[Stored data entries]
• • • • •
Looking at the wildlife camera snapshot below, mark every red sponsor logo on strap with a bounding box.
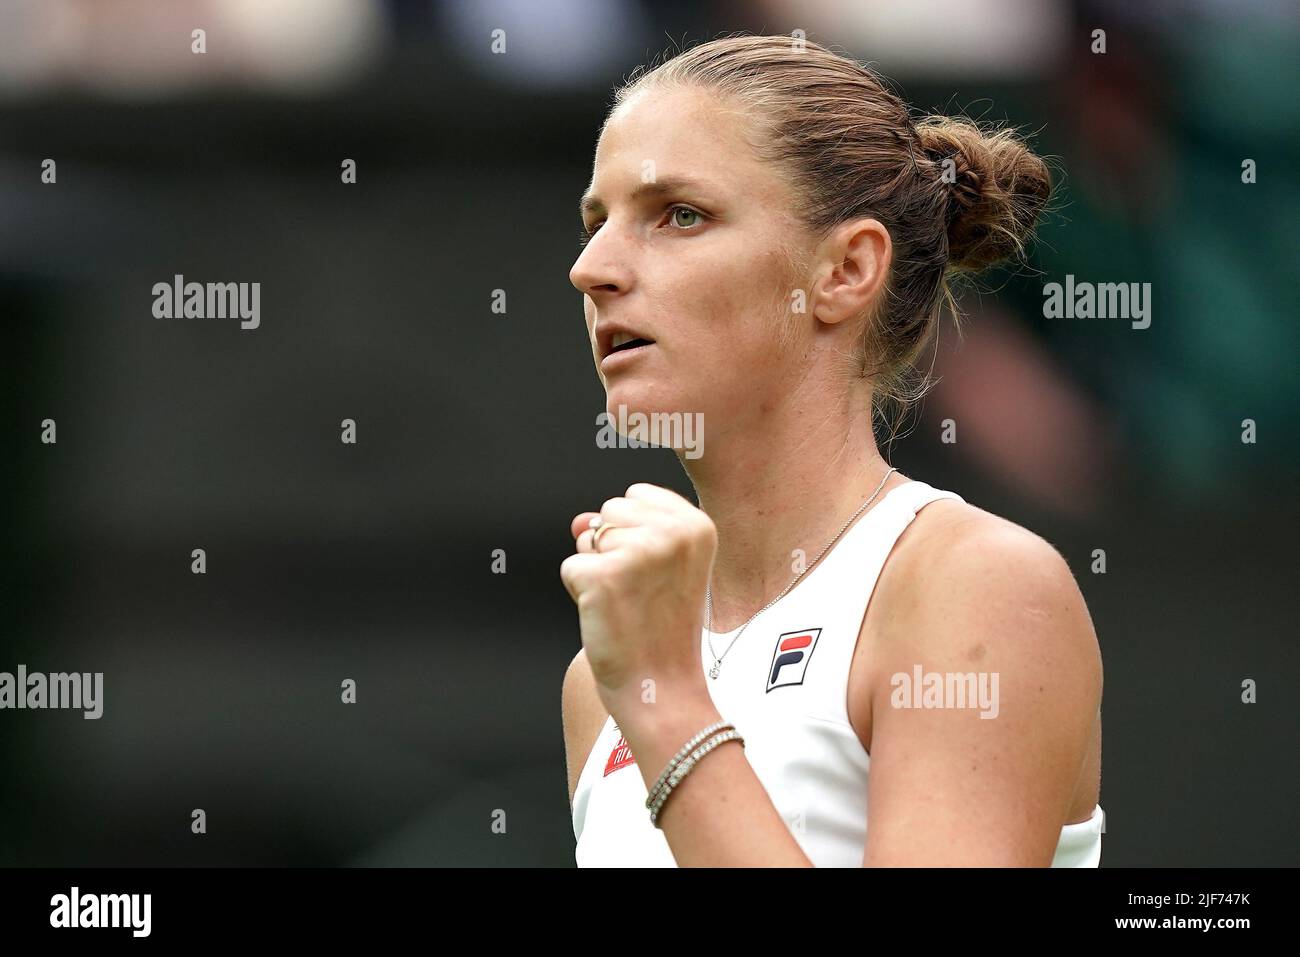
[603,734,636,776]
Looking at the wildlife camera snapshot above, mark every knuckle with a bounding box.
[643,533,673,559]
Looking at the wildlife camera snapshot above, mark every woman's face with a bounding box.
[570,84,811,435]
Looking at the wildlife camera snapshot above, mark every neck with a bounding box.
[679,387,904,633]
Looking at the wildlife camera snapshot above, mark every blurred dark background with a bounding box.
[1,0,1296,866]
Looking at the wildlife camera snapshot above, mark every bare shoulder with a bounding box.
[855,494,1104,749]
[856,497,1105,862]
[879,497,1101,672]
[883,501,1097,650]
[561,647,609,811]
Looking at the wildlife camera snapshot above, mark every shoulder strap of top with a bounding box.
[885,479,966,517]
[797,479,966,589]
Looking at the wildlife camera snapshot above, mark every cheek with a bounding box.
[711,258,795,363]
[690,252,782,332]
[640,241,799,394]
[668,281,790,412]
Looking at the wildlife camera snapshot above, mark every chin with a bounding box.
[600,381,711,459]
[605,379,707,416]
[603,383,687,421]
[597,387,707,459]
• • • • •
_What is expected_
Please return exactly the lines that run from the line with "Looking at the wildlife camera snapshot above, mark every bare" through the end of the records above, both included, and nothing more.

_Answer box_
Looking at the wildlife camera snapshot above, mark every bare shoulder with a bounding box.
[855,494,1104,749]
[856,497,1105,862]
[879,497,1101,672]
[883,501,1097,650]
[561,647,609,811]
Looking at the wildlife camera snapshot above, mark every shoulder strap of top with a bounding box.
[885,479,966,517]
[797,479,966,589]
Looking at the wildlife camera snapshot above, mark every cheek with a bounding box.
[711,258,795,363]
[690,252,782,332]
[640,241,799,394]
[668,281,790,412]
Looking at the wildlife camera snapshot above, mark every chin with a bounding box.
[600,381,711,459]
[605,379,707,416]
[603,383,687,421]
[597,387,707,459]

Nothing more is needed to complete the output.